All lines in the material containing the word "grass" need to be copied.

[Supplied records]

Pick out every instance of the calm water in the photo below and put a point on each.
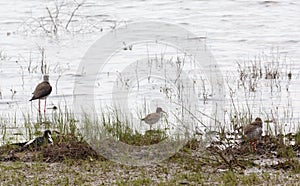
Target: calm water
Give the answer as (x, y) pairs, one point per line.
(234, 31)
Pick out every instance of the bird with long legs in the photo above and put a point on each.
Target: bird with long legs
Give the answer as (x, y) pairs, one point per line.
(42, 91)
(253, 132)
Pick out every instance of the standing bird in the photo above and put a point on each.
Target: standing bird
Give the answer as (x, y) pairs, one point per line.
(253, 132)
(153, 118)
(42, 91)
(37, 142)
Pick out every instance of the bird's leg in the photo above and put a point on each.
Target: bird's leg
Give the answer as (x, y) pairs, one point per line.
(45, 107)
(254, 146)
(251, 145)
(39, 106)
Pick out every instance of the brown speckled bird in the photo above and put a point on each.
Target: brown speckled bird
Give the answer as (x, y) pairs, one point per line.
(42, 91)
(153, 118)
(253, 132)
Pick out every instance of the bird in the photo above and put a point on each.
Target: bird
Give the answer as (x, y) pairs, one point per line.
(153, 118)
(42, 91)
(253, 132)
(37, 142)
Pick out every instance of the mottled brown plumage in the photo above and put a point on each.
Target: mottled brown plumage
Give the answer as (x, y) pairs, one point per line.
(42, 91)
(253, 132)
(153, 118)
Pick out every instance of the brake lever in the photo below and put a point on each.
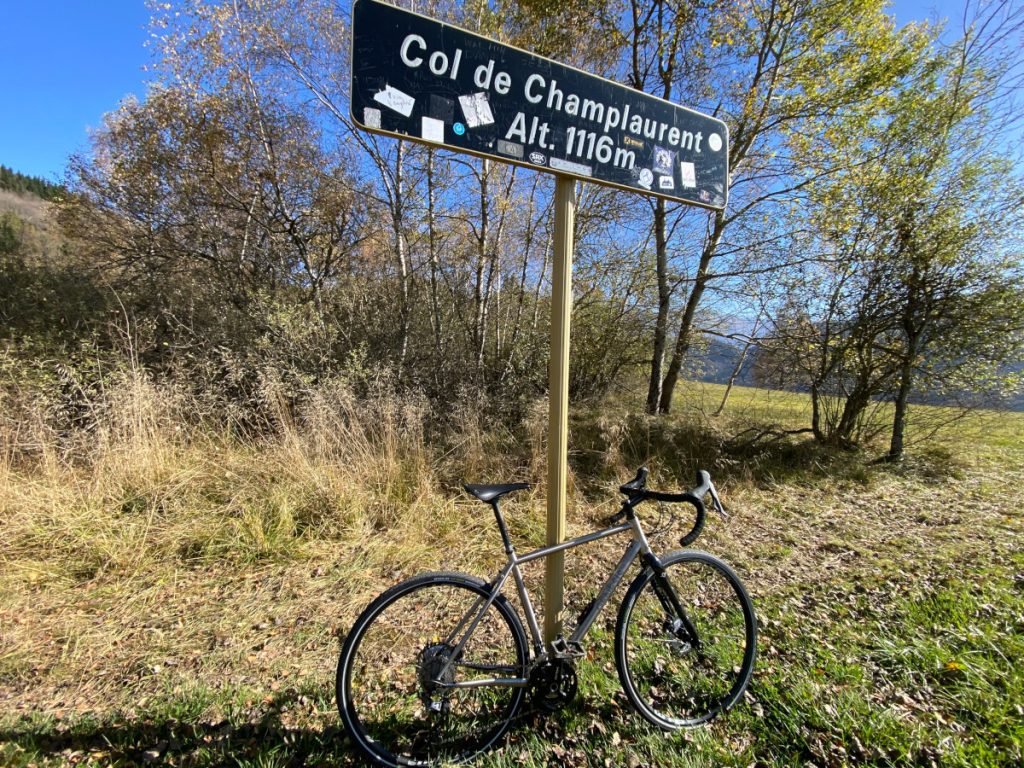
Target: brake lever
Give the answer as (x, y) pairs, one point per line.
(717, 502)
(615, 518)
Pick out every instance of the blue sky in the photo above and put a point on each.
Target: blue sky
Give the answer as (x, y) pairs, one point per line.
(66, 62)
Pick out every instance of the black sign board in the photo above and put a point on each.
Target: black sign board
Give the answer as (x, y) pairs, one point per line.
(419, 79)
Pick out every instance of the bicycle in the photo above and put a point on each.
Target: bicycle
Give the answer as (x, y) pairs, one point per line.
(436, 668)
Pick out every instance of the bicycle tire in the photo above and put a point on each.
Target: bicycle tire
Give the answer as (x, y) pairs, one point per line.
(672, 682)
(386, 701)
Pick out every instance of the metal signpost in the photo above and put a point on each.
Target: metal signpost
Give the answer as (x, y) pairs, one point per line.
(422, 80)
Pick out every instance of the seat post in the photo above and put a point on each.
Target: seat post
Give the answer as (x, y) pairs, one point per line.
(509, 549)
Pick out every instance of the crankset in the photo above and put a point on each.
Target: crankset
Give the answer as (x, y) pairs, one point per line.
(553, 684)
(431, 671)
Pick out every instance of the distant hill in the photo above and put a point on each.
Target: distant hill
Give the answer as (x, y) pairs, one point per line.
(716, 363)
(20, 183)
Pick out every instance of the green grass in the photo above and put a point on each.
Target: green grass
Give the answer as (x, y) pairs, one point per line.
(890, 598)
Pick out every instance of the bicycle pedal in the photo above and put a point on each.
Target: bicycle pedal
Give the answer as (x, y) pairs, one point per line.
(566, 648)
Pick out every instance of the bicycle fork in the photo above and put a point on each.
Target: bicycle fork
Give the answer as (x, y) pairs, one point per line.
(677, 619)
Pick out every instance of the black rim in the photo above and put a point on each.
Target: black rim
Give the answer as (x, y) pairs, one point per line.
(673, 678)
(399, 645)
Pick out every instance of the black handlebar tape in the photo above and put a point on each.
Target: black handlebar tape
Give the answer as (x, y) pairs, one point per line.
(636, 483)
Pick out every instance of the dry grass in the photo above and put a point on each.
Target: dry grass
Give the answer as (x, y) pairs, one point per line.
(150, 557)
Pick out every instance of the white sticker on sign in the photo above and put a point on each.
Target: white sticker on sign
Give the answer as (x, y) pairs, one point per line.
(689, 175)
(564, 165)
(433, 130)
(476, 108)
(371, 117)
(395, 99)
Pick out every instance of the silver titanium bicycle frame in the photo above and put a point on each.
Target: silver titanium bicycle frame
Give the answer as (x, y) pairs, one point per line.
(475, 614)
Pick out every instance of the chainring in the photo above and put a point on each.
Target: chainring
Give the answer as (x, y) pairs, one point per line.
(431, 664)
(553, 684)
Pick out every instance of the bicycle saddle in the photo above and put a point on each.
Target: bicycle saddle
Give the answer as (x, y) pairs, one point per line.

[/Supplied records]

_Answer for this exercise_.
Pick out every instance of the green grass in the photo above and put a point on each.
Target: green grass
Pick out every instance of the dry grass in the photo above and put a point on each.
Target: dry grass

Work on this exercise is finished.